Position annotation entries
-------------------------

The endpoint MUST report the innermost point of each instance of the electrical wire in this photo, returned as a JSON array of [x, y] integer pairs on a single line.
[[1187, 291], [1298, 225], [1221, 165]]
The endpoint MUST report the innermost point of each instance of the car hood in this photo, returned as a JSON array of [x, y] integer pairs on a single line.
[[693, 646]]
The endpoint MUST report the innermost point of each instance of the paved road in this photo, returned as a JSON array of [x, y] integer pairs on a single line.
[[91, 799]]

-------------------------

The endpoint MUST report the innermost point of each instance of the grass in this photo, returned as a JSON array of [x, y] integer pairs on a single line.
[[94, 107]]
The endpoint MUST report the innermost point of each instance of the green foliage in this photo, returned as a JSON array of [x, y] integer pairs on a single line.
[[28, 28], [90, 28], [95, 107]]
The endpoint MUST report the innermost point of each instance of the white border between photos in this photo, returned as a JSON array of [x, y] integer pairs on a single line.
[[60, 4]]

-------------------------

Collect every line of the entries that contains the string "paved", treating matches as case-sensitive.

The endpoint MUST report the innermost point of each instance of the paved road in this photo, returned as a JSON array of [x, y] integer pairs on a single line.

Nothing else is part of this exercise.